======== PROVIDED RECORDS
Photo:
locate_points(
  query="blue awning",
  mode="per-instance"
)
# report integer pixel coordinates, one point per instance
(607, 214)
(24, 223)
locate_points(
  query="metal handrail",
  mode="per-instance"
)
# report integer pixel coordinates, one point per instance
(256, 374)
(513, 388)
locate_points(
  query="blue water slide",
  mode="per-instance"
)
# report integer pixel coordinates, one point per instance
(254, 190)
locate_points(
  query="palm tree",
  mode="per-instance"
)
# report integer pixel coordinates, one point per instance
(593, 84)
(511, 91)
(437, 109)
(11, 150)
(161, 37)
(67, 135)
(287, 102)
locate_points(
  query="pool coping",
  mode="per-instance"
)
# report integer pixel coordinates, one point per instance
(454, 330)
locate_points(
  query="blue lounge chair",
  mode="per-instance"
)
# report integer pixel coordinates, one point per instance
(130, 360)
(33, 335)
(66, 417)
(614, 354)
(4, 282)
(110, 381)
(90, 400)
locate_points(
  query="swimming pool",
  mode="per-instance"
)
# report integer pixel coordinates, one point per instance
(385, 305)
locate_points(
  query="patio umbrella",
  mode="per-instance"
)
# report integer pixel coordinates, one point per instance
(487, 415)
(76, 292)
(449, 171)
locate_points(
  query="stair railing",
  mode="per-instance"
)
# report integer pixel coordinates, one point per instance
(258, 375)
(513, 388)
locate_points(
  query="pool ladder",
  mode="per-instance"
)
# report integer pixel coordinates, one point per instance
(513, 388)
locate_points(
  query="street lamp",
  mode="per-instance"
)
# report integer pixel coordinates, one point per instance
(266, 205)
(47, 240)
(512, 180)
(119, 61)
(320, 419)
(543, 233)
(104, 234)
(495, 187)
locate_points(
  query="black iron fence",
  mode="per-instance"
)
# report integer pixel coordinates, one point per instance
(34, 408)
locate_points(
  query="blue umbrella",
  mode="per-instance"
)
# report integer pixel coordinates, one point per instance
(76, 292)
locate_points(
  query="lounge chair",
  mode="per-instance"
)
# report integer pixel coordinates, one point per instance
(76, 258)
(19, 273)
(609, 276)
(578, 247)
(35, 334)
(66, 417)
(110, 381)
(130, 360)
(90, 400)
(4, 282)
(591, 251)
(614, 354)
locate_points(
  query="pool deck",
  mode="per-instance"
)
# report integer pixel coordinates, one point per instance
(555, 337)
================
Pick out every line in the records that contains the string "pool" and copy each one. Letter case matters.

  query="pool coping",
  query="swimming pool",
  query="pool ladder",
  query="pool deck",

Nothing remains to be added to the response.